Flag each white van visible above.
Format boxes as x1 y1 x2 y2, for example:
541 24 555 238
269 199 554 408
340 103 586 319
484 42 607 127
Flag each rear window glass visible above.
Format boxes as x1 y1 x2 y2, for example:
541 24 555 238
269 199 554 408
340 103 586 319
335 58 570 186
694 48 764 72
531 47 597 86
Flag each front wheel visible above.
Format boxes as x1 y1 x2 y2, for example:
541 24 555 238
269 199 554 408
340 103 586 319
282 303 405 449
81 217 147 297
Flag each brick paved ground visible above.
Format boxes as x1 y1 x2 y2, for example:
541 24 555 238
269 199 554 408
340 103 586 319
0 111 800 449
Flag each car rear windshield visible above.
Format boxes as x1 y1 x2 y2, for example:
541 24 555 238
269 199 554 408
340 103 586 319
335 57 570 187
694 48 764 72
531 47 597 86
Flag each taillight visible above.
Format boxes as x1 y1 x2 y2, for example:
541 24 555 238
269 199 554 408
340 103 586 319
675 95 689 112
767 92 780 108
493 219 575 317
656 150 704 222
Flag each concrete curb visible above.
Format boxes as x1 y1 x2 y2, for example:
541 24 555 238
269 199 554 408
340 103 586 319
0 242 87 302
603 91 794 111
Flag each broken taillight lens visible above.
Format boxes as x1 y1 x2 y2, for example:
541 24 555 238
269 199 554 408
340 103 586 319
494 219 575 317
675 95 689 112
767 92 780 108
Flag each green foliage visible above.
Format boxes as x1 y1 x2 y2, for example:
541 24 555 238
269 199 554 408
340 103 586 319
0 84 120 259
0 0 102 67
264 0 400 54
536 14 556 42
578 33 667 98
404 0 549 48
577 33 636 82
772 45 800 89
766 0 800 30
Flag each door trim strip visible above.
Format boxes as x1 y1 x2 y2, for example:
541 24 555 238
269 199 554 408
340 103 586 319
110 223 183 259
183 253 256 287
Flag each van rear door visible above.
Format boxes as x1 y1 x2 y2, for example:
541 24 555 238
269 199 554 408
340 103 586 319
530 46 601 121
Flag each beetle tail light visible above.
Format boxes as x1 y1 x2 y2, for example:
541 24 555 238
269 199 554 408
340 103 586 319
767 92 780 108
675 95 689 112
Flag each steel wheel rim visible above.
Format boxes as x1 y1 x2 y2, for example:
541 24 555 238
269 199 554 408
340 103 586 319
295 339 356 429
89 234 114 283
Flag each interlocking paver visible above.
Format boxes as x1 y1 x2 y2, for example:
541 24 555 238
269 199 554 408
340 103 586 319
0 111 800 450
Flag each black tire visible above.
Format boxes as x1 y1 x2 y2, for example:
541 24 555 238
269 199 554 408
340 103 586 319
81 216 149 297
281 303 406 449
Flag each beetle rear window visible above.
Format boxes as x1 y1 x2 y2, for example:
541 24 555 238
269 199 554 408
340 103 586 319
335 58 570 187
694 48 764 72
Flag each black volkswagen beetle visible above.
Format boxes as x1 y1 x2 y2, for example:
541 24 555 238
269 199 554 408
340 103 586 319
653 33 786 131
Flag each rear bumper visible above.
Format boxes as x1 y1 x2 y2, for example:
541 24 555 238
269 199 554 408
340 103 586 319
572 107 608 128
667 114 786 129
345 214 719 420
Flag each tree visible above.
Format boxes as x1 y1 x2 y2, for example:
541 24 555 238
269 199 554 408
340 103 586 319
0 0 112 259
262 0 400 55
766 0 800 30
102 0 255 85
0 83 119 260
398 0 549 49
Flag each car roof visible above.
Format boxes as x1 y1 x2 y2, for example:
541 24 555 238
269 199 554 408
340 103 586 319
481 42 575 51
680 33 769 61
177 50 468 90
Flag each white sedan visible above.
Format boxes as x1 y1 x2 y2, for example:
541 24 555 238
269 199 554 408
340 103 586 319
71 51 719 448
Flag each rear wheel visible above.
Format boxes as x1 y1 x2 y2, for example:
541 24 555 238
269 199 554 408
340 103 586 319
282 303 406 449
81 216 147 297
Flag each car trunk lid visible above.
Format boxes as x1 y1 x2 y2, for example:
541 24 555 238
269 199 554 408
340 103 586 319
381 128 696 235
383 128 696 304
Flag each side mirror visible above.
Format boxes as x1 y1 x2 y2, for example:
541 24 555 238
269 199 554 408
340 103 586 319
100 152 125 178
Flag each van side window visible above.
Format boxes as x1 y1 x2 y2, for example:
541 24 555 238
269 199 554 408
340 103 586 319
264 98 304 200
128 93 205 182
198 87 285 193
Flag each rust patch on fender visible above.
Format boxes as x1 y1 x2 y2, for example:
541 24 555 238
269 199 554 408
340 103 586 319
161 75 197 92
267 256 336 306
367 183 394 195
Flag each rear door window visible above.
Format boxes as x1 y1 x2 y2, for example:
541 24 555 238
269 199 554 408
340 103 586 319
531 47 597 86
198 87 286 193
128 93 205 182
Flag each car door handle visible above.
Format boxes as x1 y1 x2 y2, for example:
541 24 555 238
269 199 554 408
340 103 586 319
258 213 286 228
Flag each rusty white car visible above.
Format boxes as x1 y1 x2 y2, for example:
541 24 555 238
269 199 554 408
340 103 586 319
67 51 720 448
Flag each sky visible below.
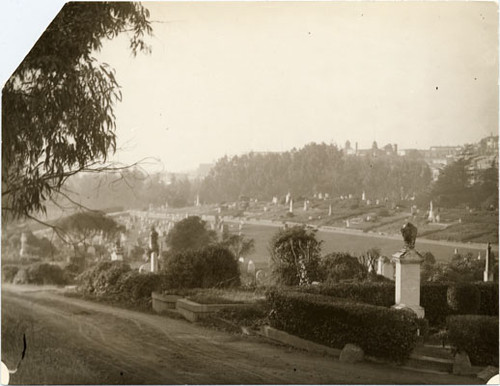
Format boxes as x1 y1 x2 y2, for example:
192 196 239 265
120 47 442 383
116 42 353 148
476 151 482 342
1 0 499 172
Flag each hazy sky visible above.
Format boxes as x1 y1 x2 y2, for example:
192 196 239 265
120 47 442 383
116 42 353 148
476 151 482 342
3 2 498 171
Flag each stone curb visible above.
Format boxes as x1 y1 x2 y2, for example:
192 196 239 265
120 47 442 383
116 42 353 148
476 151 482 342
258 326 453 374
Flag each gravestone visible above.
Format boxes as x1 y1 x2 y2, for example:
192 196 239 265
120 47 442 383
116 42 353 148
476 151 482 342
392 222 425 318
453 351 474 375
247 260 255 275
483 243 494 281
377 256 394 280
339 343 365 363
427 201 436 222
19 232 28 257
151 252 159 273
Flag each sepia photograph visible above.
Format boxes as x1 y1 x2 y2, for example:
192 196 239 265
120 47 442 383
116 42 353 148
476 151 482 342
0 0 499 385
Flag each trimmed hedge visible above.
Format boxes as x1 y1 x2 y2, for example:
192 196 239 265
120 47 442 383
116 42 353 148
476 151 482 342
267 290 417 362
297 282 498 327
115 271 162 301
26 263 66 285
2 264 19 283
77 261 130 296
420 283 451 327
446 283 481 315
164 246 240 288
447 315 498 366
299 282 396 307
474 282 498 316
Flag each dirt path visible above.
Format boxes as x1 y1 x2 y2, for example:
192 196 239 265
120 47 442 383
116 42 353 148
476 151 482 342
2 286 482 384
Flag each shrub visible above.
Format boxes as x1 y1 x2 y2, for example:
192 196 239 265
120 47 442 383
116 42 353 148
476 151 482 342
198 246 240 288
2 264 19 283
377 208 391 217
446 283 481 315
417 318 429 339
164 246 240 288
26 263 66 285
163 250 202 288
269 226 321 285
167 216 216 253
217 302 269 328
447 315 498 366
299 282 395 307
474 282 498 316
267 291 417 362
116 271 162 301
319 252 365 284
420 283 451 327
77 261 130 296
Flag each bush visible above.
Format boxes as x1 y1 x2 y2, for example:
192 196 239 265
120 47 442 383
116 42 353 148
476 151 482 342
420 283 451 327
446 283 481 315
164 246 240 288
199 246 240 288
269 226 321 285
2 264 19 283
26 263 66 285
447 315 498 366
474 282 498 316
267 291 417 362
77 261 130 296
297 282 498 327
167 216 216 253
116 271 162 301
319 252 366 284
299 282 395 307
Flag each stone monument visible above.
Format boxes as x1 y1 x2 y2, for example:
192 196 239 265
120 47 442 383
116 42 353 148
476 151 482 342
483 243 493 281
392 222 425 318
427 201 436 222
19 232 28 257
149 225 160 272
377 256 394 280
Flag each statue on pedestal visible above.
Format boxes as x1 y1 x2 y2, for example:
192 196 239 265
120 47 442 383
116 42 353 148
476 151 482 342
401 222 417 250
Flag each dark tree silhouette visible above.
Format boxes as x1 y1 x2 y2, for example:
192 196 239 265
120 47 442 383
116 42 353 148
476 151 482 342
2 2 151 220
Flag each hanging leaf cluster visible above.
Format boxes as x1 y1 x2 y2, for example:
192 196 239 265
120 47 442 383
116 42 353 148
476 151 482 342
2 2 152 220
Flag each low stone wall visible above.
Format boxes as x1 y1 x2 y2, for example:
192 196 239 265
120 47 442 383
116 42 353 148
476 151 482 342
151 292 182 313
176 299 254 322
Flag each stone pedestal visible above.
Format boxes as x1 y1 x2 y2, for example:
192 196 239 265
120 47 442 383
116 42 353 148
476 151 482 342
483 243 493 281
392 248 425 318
377 256 394 280
151 252 158 272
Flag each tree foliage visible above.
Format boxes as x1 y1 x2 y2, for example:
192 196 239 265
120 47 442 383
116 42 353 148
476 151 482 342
167 216 217 254
320 252 366 284
200 143 431 202
219 232 255 257
2 2 151 219
56 211 125 245
431 155 498 209
269 226 322 285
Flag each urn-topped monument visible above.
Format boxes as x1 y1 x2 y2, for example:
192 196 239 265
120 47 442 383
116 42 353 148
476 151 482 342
392 222 425 318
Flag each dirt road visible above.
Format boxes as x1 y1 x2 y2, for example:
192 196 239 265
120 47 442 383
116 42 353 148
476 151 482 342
2 285 477 384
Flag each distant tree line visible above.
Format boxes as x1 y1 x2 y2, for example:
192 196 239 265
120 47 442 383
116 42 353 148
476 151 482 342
429 156 498 209
200 143 431 202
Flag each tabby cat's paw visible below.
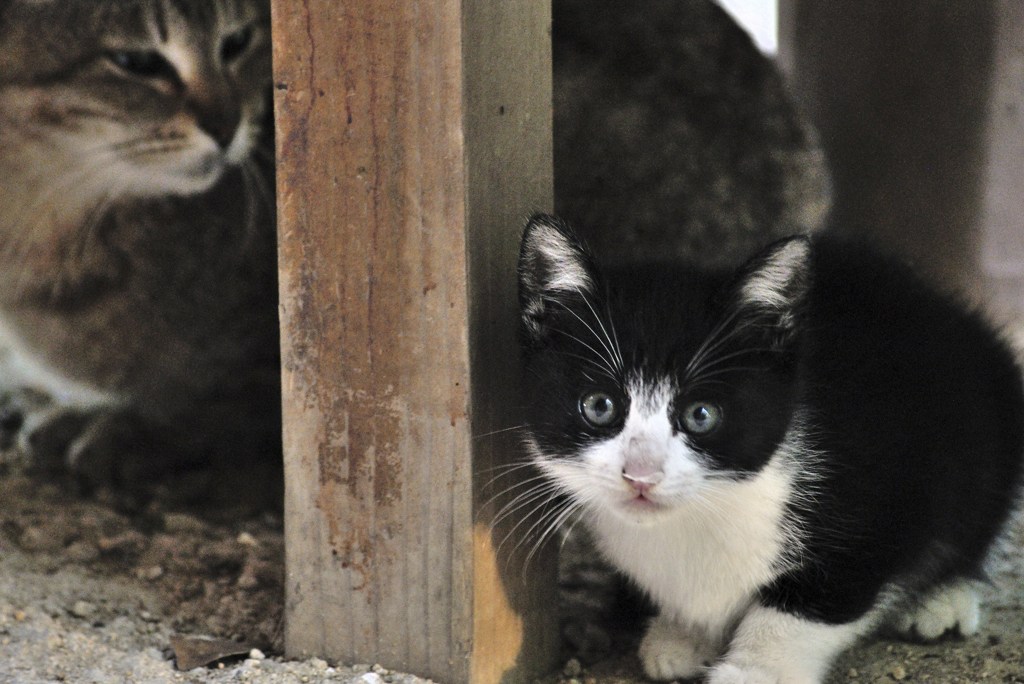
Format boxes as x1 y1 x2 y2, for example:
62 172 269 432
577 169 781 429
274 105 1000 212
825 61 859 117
639 617 718 680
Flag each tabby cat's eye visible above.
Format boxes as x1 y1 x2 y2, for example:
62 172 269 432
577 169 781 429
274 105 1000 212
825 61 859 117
106 50 178 80
683 401 722 435
220 27 253 62
580 392 618 427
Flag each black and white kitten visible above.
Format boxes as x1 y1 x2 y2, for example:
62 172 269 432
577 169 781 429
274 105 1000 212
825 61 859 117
519 215 1024 684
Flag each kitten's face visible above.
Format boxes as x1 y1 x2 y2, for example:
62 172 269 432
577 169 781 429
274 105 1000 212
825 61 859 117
0 0 270 199
520 217 807 522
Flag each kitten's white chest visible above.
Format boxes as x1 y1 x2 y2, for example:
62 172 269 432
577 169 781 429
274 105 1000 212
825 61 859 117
590 464 798 630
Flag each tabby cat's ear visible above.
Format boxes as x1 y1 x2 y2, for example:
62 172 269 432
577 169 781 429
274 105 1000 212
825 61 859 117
518 214 597 343
735 236 811 331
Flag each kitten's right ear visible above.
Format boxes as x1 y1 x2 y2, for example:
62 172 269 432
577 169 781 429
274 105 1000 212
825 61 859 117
518 214 596 343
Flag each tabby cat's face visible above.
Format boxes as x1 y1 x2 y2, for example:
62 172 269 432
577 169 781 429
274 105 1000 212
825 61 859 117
0 0 270 200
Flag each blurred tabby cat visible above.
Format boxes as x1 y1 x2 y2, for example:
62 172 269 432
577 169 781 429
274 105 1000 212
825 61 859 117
0 0 280 507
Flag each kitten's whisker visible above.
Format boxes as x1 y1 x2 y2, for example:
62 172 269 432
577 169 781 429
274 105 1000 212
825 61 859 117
554 328 618 378
555 351 620 383
570 287 623 373
483 476 554 527
683 310 741 379
472 424 526 439
522 502 583 570
506 499 577 568
497 496 571 553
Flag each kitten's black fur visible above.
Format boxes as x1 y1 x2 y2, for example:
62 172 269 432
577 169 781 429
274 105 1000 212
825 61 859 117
520 210 1024 683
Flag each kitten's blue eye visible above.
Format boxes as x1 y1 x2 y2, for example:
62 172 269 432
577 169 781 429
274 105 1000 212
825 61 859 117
580 392 618 427
683 401 722 435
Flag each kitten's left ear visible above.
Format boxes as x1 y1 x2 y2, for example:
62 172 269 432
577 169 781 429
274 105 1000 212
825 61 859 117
735 236 811 330
518 214 597 343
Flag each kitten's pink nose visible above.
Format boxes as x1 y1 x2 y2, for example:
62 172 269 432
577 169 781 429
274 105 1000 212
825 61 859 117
623 461 665 494
623 473 654 495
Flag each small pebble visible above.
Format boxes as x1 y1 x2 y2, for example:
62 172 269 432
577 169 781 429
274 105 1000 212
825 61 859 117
68 601 96 619
234 532 259 548
135 565 164 582
562 658 583 678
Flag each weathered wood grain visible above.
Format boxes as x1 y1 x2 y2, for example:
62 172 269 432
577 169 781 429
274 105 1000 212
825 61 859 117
273 0 556 682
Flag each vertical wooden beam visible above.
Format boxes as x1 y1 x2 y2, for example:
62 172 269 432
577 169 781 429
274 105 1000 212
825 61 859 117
981 0 1024 325
273 0 555 682
779 0 994 293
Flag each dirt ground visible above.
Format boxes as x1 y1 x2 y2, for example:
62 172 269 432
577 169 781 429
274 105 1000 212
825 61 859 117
0 413 1024 684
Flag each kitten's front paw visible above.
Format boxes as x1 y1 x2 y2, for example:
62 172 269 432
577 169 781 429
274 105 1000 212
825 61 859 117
896 582 981 641
639 617 718 680
708 662 778 684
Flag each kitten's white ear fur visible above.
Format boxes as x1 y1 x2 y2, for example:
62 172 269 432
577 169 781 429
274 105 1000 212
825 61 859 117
518 214 596 340
738 236 811 325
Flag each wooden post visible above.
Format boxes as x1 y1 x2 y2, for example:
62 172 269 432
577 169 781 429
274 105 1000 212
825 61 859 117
272 0 556 682
981 0 1024 323
779 0 995 294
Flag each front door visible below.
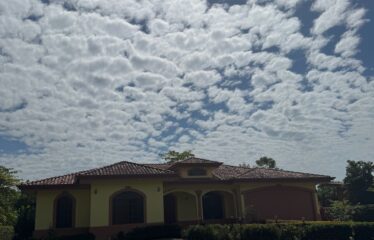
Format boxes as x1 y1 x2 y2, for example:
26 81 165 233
164 194 177 224
203 192 224 220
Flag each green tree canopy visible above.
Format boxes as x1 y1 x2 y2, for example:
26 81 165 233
0 166 19 226
344 160 374 204
256 156 277 168
160 150 195 163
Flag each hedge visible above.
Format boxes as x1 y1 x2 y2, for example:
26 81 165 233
112 224 182 240
0 226 14 240
183 222 374 240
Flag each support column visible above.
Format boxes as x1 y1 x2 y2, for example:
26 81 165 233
233 189 243 219
195 190 203 222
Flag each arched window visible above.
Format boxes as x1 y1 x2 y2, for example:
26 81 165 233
203 192 224 220
111 191 144 224
188 168 206 176
55 194 75 228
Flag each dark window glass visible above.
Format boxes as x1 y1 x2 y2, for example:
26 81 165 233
56 196 73 228
188 168 206 176
203 192 223 220
112 192 144 224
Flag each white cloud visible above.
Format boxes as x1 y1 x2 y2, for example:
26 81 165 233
0 0 374 182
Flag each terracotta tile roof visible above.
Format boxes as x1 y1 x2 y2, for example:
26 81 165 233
19 161 175 188
172 157 222 166
213 165 249 180
79 161 175 176
236 168 330 179
19 158 333 188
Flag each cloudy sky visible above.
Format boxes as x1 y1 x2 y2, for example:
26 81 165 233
0 0 374 179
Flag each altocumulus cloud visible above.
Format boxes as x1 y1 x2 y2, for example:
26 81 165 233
0 0 374 179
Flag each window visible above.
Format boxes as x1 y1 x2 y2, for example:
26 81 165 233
188 168 206 176
112 191 144 224
55 194 74 228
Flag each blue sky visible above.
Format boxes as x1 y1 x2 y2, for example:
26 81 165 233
0 0 374 179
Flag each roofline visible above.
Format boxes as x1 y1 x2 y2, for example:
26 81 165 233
17 184 91 190
75 173 178 180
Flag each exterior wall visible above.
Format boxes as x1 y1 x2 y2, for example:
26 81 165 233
90 179 164 227
239 182 321 220
177 166 216 178
173 192 198 221
35 189 90 230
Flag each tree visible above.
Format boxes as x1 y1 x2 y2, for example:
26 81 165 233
239 162 251 168
256 157 277 168
344 160 374 204
160 150 195 163
0 166 19 226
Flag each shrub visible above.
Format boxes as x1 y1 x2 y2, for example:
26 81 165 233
353 223 374 240
184 224 229 240
352 204 374 222
0 226 14 240
241 224 280 240
58 233 95 240
302 223 352 240
115 225 181 240
277 224 305 240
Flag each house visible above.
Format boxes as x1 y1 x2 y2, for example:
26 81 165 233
19 157 333 239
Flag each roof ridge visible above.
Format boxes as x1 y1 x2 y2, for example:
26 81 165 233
253 167 330 177
19 170 87 185
79 161 174 173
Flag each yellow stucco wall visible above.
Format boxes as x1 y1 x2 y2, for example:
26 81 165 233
90 179 164 227
35 179 318 230
35 189 90 230
173 192 198 221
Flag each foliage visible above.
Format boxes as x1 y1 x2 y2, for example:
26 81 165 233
160 150 195 163
352 223 374 240
0 166 19 226
242 224 281 240
0 226 14 240
317 185 339 207
42 230 96 240
13 192 35 240
184 224 234 240
113 225 181 240
184 221 374 240
326 200 353 221
352 204 374 222
344 160 374 204
302 223 352 240
239 162 251 168
256 157 277 168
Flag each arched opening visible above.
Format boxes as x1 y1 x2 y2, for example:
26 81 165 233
203 192 224 220
111 191 145 225
164 193 177 224
55 194 75 228
164 191 198 223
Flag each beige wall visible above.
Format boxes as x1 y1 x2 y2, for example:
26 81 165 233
35 189 90 230
173 192 198 221
90 179 164 227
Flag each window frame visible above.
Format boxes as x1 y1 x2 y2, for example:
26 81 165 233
187 167 208 177
53 192 76 229
109 188 147 226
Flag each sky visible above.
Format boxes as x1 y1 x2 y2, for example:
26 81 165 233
0 0 374 180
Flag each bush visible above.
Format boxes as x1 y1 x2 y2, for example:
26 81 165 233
114 225 181 240
277 224 305 240
353 223 374 240
0 226 14 240
241 224 280 240
184 224 226 240
302 223 352 240
352 204 374 222
58 233 95 240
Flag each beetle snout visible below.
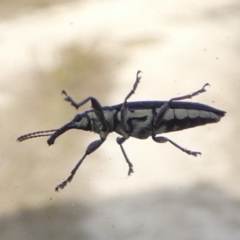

◇ ◇ ◇

### [Task goal]
Could you recast the data above, from its first line through the line containing "603 91 794 111", as a Markdown table with the columns Index and Content, one numbered row per line, leaving out blank lines?

### [Result]
| Index | Content |
|---|---|
| 1 | Flag each white van visible above. |
| 2 | Format boxes as x1 y1 x2 y2, for example: |
| 3 | 541 24 555 238 |
| 4 | 269 199 554 408 |
| 5 | 340 103 586 319 |
| 6 | 484 42 607 127 |
| 7 | Flag each rear window glass visible above. |
| 8 | Format boxes as x1 y1 x2 y2, for example: |
| 9 | 541 24 555 238 |
| 10 | 269 199 554 408 |
| 11 | 340 103 586 319 |
| 12 | 335 58 570 186 |
| 13 | 694 48 764 72 |
| 14 | 531 47 597 86 |
| 15 | Flag each front wheel visible above. |
| 16 | Format boxes as x1 y1 x2 y2, for example: |
| 17 | 541 24 555 238 |
| 18 | 269 199 554 408 |
| 19 | 340 103 586 319 |
| 20 | 282 303 405 449 |
| 21 | 81 217 147 297 |
| 22 | Flag each brick paved ground visible above. |
| 23 | Format boxes as x1 y1 x2 y2, for example: |
| 24 | 541 24 555 238 |
| 25 | 269 199 554 408 |
| 26 | 340 103 586 319 |
| 27 | 0 111 800 449 |
| 28 | Flag each car rear windshield visible above. |
| 29 | Format boxes as x1 y1 x2 y2, for example: |
| 30 | 541 24 555 238 |
| 31 | 269 199 554 408 |
| 32 | 340 103 586 319 |
| 33 | 335 57 570 187 |
| 34 | 694 48 764 72 |
| 35 | 531 47 597 86 |
| 36 | Flag each taillight visible above. |
| 37 | Format boxes as x1 y1 x2 y2, for example: |
| 38 | 541 24 555 238 |
| 39 | 269 199 554 408 |
| 40 | 340 103 586 319 |
| 41 | 675 95 689 112 |
| 42 | 767 92 780 108 |
| 43 | 493 219 575 317 |
| 44 | 656 150 704 222 |
| 45 | Flag each concrete curb visible above. |
| 46 | Format boxes as x1 y1 x2 y2, for example: |
| 47 | 541 24 555 238 |
| 48 | 269 199 554 408 |
| 49 | 340 103 586 319 |
| 50 | 0 242 87 302 |
| 51 | 603 91 794 111 |